(Collected data)
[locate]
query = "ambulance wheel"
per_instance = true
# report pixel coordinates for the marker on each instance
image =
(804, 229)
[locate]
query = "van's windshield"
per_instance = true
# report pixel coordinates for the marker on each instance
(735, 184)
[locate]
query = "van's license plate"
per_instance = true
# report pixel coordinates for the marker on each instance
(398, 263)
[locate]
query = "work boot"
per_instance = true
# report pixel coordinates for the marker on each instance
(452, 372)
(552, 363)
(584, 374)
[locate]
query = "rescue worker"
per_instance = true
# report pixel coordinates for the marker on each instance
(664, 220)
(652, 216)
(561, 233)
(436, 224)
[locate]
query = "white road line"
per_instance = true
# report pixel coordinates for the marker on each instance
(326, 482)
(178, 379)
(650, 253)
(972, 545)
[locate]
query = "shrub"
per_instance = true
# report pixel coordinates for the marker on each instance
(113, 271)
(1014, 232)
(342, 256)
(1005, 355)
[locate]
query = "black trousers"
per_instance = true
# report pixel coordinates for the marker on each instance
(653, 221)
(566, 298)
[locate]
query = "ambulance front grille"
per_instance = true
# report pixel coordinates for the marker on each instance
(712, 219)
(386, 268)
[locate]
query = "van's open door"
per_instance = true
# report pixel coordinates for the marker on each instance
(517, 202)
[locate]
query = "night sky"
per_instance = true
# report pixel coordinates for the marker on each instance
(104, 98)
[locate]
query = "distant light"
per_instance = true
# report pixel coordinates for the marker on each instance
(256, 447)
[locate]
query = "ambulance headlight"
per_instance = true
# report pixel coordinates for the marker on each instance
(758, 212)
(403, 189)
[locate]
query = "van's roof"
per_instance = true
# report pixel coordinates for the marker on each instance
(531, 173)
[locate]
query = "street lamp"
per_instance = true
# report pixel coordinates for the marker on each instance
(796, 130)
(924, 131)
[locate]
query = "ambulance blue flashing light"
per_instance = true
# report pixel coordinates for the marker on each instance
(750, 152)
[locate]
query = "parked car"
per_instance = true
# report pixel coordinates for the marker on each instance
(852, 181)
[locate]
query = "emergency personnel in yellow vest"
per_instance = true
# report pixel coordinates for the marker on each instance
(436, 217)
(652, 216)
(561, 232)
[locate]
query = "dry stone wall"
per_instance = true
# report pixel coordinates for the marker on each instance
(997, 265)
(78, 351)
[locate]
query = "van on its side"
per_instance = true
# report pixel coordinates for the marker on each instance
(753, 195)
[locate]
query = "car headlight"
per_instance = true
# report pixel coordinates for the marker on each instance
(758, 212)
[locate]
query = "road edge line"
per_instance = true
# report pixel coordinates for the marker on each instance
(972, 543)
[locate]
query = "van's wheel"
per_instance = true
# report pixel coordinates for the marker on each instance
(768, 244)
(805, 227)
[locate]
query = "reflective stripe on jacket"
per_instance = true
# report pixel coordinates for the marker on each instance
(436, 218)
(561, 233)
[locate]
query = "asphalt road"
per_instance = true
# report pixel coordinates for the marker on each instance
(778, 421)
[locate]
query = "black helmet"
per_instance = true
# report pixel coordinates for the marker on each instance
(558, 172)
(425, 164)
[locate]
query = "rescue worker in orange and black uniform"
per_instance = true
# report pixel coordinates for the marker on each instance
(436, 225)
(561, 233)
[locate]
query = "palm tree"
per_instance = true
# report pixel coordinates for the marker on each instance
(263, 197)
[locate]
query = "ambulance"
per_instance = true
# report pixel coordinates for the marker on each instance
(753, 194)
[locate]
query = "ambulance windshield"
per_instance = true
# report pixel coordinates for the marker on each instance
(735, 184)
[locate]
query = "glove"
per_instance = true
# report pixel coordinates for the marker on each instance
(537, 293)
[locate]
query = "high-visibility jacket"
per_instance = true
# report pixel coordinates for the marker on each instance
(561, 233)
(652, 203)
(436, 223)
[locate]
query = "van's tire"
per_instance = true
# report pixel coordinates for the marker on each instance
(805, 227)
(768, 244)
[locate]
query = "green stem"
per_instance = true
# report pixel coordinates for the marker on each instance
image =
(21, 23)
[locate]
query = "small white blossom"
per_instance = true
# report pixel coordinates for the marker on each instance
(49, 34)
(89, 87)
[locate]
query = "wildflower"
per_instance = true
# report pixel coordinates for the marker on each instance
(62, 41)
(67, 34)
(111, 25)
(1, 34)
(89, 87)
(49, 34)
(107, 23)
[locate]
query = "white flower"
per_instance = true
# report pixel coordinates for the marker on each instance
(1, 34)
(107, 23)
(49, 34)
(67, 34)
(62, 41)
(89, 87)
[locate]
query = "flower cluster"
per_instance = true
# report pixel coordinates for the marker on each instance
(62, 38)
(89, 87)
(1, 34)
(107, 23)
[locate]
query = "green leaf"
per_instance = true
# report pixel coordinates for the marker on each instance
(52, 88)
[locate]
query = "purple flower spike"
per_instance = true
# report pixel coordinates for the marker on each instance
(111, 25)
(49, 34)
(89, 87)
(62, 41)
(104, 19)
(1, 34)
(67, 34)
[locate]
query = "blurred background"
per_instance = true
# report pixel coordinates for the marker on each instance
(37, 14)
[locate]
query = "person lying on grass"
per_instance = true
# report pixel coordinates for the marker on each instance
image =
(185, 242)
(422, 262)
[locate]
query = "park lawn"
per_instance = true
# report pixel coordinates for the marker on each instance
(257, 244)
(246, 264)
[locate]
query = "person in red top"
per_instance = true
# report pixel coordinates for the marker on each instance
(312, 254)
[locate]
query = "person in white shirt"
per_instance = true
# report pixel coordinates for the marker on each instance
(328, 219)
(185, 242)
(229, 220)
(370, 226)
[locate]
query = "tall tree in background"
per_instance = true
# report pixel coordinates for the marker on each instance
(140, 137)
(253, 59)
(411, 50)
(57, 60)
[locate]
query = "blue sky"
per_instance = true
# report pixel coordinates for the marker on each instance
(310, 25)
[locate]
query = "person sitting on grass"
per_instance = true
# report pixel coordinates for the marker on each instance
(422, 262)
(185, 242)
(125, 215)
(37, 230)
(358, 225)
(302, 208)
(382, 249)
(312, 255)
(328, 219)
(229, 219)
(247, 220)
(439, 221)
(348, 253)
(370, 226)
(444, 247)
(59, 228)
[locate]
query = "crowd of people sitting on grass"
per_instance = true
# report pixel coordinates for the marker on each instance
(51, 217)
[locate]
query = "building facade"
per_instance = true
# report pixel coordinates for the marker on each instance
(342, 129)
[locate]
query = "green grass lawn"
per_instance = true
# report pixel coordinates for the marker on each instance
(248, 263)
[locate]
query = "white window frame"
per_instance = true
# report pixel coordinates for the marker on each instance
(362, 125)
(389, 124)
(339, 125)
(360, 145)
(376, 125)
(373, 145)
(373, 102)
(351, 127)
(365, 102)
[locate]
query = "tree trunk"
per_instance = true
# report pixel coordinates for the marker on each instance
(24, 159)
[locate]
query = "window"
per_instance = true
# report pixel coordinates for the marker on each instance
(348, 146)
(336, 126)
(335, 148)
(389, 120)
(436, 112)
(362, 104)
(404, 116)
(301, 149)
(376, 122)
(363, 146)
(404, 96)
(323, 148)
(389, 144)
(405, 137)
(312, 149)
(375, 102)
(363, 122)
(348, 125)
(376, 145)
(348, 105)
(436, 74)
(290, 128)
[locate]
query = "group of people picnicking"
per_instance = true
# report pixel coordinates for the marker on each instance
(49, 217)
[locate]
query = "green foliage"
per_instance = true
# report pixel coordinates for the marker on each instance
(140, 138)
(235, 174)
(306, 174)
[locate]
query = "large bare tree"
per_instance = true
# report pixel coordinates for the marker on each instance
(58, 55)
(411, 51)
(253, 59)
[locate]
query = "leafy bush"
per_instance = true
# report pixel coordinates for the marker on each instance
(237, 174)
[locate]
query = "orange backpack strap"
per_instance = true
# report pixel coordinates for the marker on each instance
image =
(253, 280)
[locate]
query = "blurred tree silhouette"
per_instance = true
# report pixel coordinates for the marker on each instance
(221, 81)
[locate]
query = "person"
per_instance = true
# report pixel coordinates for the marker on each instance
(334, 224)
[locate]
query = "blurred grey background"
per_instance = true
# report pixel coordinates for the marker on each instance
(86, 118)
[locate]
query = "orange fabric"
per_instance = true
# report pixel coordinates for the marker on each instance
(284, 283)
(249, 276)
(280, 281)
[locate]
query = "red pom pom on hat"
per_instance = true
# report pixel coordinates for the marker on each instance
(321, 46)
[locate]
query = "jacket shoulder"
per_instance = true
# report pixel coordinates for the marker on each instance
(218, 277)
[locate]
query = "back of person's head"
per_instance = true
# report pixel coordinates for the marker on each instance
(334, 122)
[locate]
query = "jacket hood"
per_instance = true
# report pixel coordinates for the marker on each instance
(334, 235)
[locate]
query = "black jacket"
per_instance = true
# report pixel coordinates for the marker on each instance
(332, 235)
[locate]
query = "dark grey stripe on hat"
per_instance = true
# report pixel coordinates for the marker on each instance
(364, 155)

### GIVEN REQUEST:
Report every line in the rows above that contains the string "wheel", copying each such line in full.

### ANSWER:
query = "ambulance wheel"
query = "van's wheel"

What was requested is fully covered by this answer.